Extract provided Block Start

Netflix to make major changes to subscriptions after numbers take a big hit
Los Gatos, California - Netflix is preparing to break one of its biggest taboos and insert ads between content to enable cheaper plans. At the same time, the millions of households sharing a Netflix account with others may soon have to pay significantly more.
The streaming boom during the pandemic had seen Netflix's subscription numbers climb ever higher in the past two years.
But now that the company finds itself in crisis, in part due to Russia's invasion of Ukraine, it's looking to new ways to bring in paying subscribers.
In the long term, Netflix wants to add a new, cheaper subscription tier that would show viewers ads while they watch. At the same time, the streaming giant is looking into ways to force families and friends who share their Netflix account to pay extra for each profile.
"We're working on how to monetize sharing," Netflix co-founder and co-CEO Reed Hastings said in an April 20 video to investors. "We've been thinking about that for a couple of years, but when we were growing fast, it wasn't the high priority."
In a letter to shareholders at the end of the quarter, Netflix said it estimates that almost a third of all households using the streaming service do so using shared accounts.
"In addition to our 222 million paying households, we estimate that Netflix is being shared with over 100 million additional households," Netflix said in a review of quarterly earnings.

Extract provided Block End
Data Block Start

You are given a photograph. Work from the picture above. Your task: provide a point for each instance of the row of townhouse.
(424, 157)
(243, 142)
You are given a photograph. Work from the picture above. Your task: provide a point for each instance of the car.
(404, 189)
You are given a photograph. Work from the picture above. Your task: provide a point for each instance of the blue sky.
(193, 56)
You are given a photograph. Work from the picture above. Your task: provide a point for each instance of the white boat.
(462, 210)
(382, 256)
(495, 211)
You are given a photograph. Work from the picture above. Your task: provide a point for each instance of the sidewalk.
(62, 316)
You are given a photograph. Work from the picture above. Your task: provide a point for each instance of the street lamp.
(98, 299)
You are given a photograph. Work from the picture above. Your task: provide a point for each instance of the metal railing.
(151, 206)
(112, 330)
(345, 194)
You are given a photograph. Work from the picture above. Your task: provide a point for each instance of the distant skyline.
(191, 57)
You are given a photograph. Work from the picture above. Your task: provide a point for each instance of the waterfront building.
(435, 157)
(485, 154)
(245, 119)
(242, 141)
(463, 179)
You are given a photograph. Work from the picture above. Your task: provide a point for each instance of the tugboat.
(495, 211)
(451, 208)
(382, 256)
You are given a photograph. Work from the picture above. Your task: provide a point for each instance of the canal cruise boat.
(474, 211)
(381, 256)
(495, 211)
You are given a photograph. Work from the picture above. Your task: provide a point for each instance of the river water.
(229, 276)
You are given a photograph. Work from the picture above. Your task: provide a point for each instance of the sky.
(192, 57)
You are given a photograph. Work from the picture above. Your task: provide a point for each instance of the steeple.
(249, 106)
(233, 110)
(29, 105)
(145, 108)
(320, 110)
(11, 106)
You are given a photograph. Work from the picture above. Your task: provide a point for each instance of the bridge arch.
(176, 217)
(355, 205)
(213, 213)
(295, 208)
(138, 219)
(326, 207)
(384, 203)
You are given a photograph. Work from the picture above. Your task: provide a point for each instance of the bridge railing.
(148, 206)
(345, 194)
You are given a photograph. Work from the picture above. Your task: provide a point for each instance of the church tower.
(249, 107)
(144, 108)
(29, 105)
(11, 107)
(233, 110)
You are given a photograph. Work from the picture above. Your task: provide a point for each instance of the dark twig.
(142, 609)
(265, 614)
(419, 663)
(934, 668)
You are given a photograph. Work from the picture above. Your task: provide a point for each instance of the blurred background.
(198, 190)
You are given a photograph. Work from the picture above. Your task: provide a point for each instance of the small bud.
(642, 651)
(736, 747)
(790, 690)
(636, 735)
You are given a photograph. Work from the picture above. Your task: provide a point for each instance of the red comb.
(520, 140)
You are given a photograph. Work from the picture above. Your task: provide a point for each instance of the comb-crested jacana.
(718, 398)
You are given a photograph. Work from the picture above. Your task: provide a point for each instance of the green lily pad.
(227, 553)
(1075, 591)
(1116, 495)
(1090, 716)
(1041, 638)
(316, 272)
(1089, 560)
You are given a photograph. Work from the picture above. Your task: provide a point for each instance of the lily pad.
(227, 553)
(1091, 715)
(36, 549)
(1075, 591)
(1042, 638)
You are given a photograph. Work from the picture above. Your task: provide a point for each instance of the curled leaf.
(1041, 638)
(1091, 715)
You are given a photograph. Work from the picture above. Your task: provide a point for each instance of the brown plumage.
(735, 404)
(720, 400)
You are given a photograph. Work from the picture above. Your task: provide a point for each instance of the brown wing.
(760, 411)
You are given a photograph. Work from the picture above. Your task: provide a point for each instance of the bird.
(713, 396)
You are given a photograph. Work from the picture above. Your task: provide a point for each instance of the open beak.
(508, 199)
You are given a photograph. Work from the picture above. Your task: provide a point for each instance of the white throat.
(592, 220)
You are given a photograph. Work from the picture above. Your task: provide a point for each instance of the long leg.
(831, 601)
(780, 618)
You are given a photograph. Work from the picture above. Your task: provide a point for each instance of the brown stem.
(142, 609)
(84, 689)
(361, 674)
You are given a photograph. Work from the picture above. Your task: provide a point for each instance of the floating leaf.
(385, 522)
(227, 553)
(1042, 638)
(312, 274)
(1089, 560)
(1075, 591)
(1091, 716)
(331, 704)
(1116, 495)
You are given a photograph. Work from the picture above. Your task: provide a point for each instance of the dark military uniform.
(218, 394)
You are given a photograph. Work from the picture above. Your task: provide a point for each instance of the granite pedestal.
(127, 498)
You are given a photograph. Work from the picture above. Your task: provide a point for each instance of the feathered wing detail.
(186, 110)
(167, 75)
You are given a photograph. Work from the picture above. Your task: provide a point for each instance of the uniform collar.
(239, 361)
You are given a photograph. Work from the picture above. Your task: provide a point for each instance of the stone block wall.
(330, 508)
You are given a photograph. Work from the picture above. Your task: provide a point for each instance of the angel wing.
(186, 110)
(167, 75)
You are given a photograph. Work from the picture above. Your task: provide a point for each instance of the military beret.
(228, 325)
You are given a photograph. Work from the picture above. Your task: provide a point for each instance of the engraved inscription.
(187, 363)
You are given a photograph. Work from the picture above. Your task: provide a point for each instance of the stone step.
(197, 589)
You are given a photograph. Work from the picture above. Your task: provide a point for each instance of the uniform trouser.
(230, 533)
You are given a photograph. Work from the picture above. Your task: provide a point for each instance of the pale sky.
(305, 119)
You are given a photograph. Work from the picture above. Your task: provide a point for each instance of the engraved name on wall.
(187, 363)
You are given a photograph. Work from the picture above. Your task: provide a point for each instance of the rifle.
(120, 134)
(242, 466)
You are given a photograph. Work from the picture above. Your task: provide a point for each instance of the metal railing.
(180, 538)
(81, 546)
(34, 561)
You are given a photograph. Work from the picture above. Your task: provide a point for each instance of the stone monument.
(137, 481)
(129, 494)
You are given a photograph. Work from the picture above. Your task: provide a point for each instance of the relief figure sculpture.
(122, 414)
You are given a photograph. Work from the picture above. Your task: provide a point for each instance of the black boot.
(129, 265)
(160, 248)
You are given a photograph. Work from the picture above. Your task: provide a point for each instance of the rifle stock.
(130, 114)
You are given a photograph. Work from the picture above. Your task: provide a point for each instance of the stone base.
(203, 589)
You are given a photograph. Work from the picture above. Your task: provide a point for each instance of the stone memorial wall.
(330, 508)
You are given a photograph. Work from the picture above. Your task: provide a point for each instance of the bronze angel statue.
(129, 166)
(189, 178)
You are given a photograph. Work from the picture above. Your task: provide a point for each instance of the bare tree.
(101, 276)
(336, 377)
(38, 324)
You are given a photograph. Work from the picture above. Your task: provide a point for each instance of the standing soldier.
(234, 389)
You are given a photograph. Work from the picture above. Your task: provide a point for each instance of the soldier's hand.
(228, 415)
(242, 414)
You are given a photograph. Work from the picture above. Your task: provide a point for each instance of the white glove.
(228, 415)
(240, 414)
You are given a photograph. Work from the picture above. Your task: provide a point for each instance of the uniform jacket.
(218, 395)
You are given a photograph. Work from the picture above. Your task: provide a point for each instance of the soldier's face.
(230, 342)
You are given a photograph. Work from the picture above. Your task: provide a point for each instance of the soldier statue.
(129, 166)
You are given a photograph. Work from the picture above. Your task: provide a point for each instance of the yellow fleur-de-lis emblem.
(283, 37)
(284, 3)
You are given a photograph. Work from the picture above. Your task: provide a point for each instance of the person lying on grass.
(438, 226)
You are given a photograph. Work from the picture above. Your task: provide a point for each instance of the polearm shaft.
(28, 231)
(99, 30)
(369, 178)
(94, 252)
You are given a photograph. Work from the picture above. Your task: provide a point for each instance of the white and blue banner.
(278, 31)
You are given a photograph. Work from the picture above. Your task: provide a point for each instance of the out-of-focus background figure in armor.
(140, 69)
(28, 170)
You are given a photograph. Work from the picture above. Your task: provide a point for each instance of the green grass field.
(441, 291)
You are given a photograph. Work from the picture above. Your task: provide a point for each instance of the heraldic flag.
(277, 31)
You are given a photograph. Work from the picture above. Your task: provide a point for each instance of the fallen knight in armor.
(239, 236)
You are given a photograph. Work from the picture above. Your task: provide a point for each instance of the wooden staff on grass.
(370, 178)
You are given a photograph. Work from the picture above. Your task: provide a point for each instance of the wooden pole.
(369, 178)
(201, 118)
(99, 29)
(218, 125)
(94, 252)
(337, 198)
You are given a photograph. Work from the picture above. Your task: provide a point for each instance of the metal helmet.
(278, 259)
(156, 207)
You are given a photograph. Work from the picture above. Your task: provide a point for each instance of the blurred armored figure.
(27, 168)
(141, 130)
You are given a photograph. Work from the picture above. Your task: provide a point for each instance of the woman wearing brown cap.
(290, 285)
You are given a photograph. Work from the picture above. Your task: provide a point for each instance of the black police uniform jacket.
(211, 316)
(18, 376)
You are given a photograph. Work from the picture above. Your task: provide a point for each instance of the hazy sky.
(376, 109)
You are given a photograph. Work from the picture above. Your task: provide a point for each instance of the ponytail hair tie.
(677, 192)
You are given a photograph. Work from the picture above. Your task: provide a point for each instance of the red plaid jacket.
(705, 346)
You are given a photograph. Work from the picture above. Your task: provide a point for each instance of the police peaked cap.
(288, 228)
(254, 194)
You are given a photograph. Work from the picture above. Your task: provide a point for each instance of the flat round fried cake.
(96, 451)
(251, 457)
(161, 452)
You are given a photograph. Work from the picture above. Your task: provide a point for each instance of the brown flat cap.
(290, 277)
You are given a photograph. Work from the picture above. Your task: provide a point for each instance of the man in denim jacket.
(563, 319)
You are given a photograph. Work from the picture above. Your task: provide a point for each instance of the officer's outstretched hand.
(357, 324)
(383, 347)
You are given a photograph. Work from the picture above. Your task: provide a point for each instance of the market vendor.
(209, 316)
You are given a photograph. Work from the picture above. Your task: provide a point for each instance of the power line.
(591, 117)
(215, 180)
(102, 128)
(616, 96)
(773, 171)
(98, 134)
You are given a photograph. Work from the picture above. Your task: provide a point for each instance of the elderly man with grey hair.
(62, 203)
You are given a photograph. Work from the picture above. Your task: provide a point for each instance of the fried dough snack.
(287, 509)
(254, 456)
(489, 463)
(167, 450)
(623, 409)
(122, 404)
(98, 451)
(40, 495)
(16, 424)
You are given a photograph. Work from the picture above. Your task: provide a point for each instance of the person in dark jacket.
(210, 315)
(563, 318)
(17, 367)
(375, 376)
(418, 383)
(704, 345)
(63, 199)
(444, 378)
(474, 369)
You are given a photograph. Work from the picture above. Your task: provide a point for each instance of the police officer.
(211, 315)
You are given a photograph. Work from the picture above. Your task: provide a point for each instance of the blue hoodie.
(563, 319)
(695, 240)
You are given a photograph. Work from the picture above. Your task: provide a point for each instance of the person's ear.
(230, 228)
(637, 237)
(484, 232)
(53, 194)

Data Block End

__Tasks to perform__.
a: In the article on Netflix's subscription changes, how many additional households does Netflix estimate are sharing its service beyond its paying households?
b: Continue the article about Netflix's subscription changes, starting after its last sentence.

__Answers__.
a: Over 100 million

b:
"Account sharing as a percentage of our paying membership hasn’t changed much over the years, but [...] means it's harder to grow membership in many markets - an issue that was obscured by our Covid growth."
Sharing is about to get expensive
In early 2021, Netflix began trialing new fees for paid account sharing in Latin America.
"For the last year we’ve been working on ways to enable members who share outside their household to do so easily and securely, while also paying a bit more," Netflix said in March, announcing new fees in Chile, Costa Rica and Peru.
The price per additional account in these countries is set at around $3 (Peru's fee of 7.9 Peruvian sol is roughly $2.10).
According to this model, only two accounts can be added on top of the original account. That means a set of parents can share with two children who have moved out.
For families and friends that share Netflix, that means the service could become about 50% more expensive, given that two extra profiles would cost roughly $6 on top of the standard plan of $11.
Breaking a big taboo
To spur its growth after a dip in subscription numbers, Netflix now appears ready to break one of its biggest taboos: insert ads between to finance cheaper streaming subscriptions.
Netflix hasn't seen the likes of ads since it started streaming, but Hastings now says an ad-supported plan could make "a lot of sense". The company wants to work on such a solution in the next one to two years.
There are also hopes that strong productions, such as the new seasons of hit series Stranger Things or Bridgerton and blockbuster films like The Gray Man starring Ryan Gosling, will continue to boost subscription numbers.
In the three months up to the end of March, around 200,000 paid subscriptions were lost, Netflix said. Overall, the number of users worldwide fell to 221.6 million at the end of the quarter. Stock initially fell by more than 20% after the announcement.
In addition to increasing competitive pressure, the consequences of the war in Ukraine has also had an impact on the streaming giant. Among other things, Netflix blamed the weak figures on its withdrawal from Russia, where all customer accounts were deactivated following Russia's invasion of Ukraine.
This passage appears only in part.